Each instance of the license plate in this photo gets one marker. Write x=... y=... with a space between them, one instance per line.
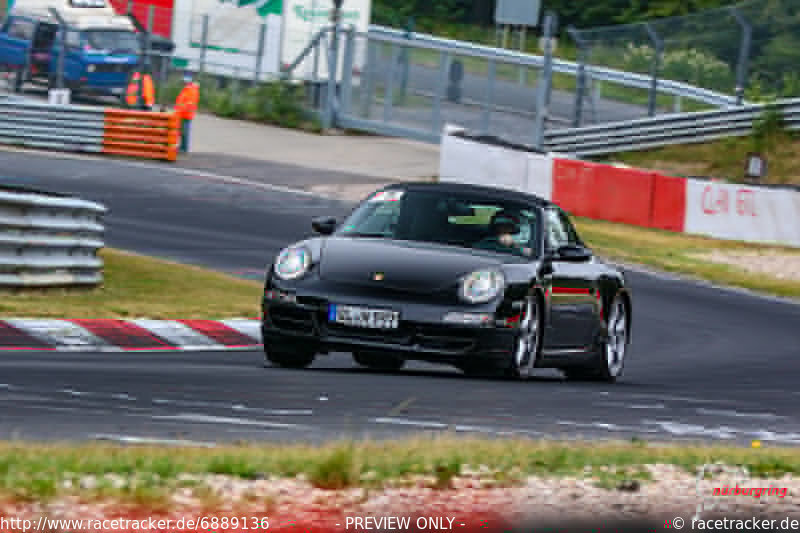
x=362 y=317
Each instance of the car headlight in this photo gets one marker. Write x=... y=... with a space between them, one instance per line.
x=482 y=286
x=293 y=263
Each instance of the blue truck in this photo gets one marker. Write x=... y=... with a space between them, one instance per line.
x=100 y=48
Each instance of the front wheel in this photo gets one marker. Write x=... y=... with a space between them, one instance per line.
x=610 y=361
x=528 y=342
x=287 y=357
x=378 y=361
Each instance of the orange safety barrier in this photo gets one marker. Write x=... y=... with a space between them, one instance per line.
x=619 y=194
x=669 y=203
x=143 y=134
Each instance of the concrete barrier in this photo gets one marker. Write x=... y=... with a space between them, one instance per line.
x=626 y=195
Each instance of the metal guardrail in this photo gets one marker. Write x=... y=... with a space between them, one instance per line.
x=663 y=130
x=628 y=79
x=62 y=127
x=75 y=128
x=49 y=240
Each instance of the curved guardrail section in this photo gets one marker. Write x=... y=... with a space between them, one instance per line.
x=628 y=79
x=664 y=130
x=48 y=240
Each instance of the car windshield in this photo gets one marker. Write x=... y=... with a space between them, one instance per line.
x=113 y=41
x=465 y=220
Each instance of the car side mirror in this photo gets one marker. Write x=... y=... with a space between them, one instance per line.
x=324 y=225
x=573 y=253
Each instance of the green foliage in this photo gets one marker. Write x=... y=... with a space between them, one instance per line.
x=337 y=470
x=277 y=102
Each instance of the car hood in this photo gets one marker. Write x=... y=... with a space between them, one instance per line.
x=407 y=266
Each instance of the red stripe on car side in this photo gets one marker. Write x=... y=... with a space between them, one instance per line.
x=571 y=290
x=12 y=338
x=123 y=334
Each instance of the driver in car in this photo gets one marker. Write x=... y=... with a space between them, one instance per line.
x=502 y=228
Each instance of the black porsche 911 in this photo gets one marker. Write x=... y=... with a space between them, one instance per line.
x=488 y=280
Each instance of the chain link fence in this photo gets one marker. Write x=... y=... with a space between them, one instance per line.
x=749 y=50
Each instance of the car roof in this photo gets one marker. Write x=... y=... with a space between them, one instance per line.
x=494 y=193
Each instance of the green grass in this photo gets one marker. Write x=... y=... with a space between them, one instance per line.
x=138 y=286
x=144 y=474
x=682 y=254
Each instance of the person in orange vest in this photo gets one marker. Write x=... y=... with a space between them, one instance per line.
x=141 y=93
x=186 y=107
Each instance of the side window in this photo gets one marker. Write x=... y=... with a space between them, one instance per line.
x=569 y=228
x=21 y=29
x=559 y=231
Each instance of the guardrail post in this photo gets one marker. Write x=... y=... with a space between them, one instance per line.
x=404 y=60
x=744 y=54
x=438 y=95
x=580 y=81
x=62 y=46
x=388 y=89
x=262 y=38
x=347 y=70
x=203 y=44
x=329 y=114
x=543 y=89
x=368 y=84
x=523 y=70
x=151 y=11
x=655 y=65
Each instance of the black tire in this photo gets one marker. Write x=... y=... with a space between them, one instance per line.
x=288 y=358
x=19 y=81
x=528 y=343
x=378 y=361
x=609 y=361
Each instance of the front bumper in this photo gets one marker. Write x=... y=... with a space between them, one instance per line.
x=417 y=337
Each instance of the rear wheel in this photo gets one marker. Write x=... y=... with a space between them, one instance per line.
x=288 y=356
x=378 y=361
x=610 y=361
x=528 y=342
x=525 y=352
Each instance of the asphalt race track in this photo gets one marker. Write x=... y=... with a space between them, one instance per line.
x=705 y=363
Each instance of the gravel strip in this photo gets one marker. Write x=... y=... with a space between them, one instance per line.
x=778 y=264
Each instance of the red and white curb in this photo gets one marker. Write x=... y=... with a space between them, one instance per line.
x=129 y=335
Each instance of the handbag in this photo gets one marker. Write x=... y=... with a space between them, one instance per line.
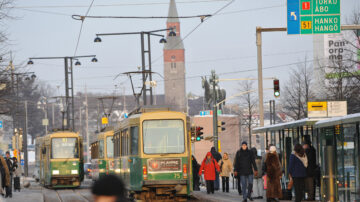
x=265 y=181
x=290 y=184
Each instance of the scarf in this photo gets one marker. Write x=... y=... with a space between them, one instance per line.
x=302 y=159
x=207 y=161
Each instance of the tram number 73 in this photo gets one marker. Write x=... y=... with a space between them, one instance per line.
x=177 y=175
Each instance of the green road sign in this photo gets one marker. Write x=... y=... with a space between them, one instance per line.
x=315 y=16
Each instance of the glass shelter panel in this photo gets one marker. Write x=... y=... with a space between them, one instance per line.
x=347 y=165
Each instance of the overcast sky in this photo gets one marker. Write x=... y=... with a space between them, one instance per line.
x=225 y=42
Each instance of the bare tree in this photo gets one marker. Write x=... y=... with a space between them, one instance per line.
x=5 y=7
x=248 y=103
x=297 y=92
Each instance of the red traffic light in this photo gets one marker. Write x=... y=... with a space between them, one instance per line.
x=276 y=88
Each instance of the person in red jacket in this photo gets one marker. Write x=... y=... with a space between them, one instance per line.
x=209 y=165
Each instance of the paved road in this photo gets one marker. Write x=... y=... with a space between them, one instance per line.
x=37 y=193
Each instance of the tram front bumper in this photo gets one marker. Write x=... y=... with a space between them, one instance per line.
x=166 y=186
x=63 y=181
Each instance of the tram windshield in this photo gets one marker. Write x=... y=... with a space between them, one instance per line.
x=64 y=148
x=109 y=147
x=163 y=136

[Task objective]: Give the material from the line containing "Each instance of the chain" through the line containing "x=494 y=193" as a JSON list of strings, one string per line, leaving out blank lines.

[Exercise response]:
[
  "Each instance of the chain link fence in this photo gets one marker. Write x=... y=... with a space between them, one instance per line.",
  "x=749 y=50",
  "Each instance of the car roof in this photo gets one marker. Write x=... y=... with a space between them, one instance per line.",
  "x=494 y=193"
]